## DESCRIPTION OF THE TASK
Could you write the next part of the passage on English–Tamil machine translation, picking up after its last sentence?

## SELECTION
· · · · ·

Availability of large parallel corpus is the significant driving force for the emergence of neural machine translation (NMT) (Koehn et al., 2003). NMT achieves very promising results on a variety of language pairs (Bahdanau et al., 2014), with sequence to sequence (seq2seq) being the most widely used NMT model (Sutskever et al., 2014). The encoder and decoder are the two main components of the seq2seq model, where the encoder learns to transform variable-length sentences of the source language, while the decoder learns the target sentences of the destination language as output (Lamb and Xie, 2016). The memory consumption of NMT model is significantly less and works faster than that of conventional SMT models and yields promising results for high-resource language pairs (Cho et al., 2014).
For some languages like Indic languages, there are not enough resources to train a robust NMT system. Tamil is one of the longest-surviving classical languages of India and has the oldest extant literature among Dravidian languages from around the 3rd century BC (Tamil Language, 2023). A total of 88.6 million people speak Tamil worldwide. Building an NMT for a non-English language like Tamil requires an enormous amount of data to train and claim good results. However, the publicly available data for English–Tamil parallel corpus are very much limited.
In the literature, monolingual data have proved to increase the corpora size of the low-resource languages, thereby enhancing the quality of machine translation models for those languages (Gulcehre et al., 2015). Monolingual data are usually much easier to obtain, more diversified, and have been attractive resources. Back-translation is an intriguing technique for utilizing monolingual data in NMT. Using the original NMT model to translate monolingual sentences from source language to target language (He et al., 2019; Jiao et al., 2021) and a reverse translation model to translate monolingual sequences from target-to-source language (Edunov et al., 2018; Fadaee et al., 2017) results in producing synthetic parallel sentences. However, the low quality of the synthetic parallel data generated from monolingual sentences is a serious impediment to further advancement of back-translation, despite the fact that it has been shown to be reliable and efficient.
Based on the gaps identified in the literature, this research formulates two major objectives—(1) explore better and efficient ways to utilize the monolingual corpus; and (2) build a more powerful translation model to work in low-resource settings.
The first objective can be achieved with incremental training, which has drawn the attention of the research community as an alternative way to make the best use of monolingual data (Singh et al., 2016). The model trained with only the best translations of the monolingual corpus in each iteration will improve the translation quality in successive iterations. Incremental training generates high-quality quasi-parallel data.
Towards attaining the second objective, a comparative analysis of NMT and SMT models is performed. It reveals that NMT unarguably produces fast and more fluent translations and works well for languages with different word order, but if the parallel corpus volume is less and the data quality is poor, SMT is still a more viable option.
Existing literature provides evidence to show that phrase-based statistical MT (PB-SMT) has been the crux of machine translation for more than two decades. SMT ensures that every word in the source phrase is translated to a semantically related target (Wang et al., 2018). Comparative studies between NMT and phrase-based statistical translation model reveal that NMT cannot guarantee that all source words are properly translated, and all the words in the source sentence are aligned to words in the target sentence; but statistical machine translation translates every source word, treats words as discrete symbols, and explicitly memorizes all the translations including rare words (Almahairi et al., 2016; Wang et al., 2017). However, statistical machine translation does not work well between English and Dravidian languages like Tamil because of its rich morphological nature that has a significantly different word order and unknown words (outside of vocabulary).

· · · · ·

## DATA LISTING
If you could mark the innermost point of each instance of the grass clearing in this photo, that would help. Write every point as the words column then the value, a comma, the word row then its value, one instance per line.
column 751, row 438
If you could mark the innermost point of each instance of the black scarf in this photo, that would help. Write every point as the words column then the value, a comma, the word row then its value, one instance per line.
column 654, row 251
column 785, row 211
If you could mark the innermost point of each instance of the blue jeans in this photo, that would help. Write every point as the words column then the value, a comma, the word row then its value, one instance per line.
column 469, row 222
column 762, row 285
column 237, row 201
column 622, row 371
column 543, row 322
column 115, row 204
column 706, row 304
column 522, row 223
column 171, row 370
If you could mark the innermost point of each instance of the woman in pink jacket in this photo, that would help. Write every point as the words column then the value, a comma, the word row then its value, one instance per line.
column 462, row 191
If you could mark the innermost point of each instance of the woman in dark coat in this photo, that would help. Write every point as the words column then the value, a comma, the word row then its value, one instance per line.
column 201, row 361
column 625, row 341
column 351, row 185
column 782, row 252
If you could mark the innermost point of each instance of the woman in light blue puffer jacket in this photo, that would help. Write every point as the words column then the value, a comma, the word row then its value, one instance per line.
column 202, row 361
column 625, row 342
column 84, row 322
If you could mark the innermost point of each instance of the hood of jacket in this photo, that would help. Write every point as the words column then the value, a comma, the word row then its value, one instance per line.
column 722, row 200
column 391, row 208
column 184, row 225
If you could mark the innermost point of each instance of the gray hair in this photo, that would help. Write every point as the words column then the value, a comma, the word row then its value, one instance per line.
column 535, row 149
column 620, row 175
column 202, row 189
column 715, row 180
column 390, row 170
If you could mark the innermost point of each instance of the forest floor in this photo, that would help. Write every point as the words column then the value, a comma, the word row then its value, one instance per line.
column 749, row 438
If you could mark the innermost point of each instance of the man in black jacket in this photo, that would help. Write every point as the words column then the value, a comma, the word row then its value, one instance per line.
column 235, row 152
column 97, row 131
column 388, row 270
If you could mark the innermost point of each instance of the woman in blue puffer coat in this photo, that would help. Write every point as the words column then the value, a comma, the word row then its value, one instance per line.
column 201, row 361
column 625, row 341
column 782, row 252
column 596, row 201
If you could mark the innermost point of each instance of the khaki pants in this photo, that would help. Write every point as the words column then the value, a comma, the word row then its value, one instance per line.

· · · · ·

## RIGHT ANSWER
As both NMT and SMT have their pros and cons, a hybrid model combining the best features of SMT and NMT can evolve as a more powerful model, thus addressing the second challenge. The model can be strengthened further by implementing a beam search decoding technique. Several studies substantiate the effect of beam search decoding in improving the translation performance of sequence-to-sequence models (Freitag and Al-Onaizan, 2017; Park et al., 2020; Yang Y. et al., 2018; Jahier Pagliari et al., 2020; Chen et al., 2019; Banik et al., 2018).
Thus, this research proposes a novel NMT-SMT hybrid framework that optimizes the baseline NMT comprising encoder–decoder with attention, by incrementally training it with the best translations of the monolingual data from both the source and target languages. An SMT phrase pair table is employed to determine the best translations among the NMT outputs, based on the maximum match between the words of the phrase-pair dictionary and each of the individual translations. Output of this optimized NMT model is decoded using a beam search technique to obtain the best possible translations for each sentence. This improves the translation performance for low-resource languages.
The rest of the paper is organized as follows. Section 2 reviews some of the relevant background literature on monolingual corpus and resource-constrained parallel languages. Section 3 elaborates on the proposed model that implements incremental training, SMT phrase-table integration, and beam search decoding. Section 4 specifies the experimental set-up and the corpora details used for the research. In detail, Section 5 discusses the results of the different model variants obtained for various categories and sizes of parallel and monolingual corpora. Section 6 draws inferences from our study and provides guidelines for future extensions of the study.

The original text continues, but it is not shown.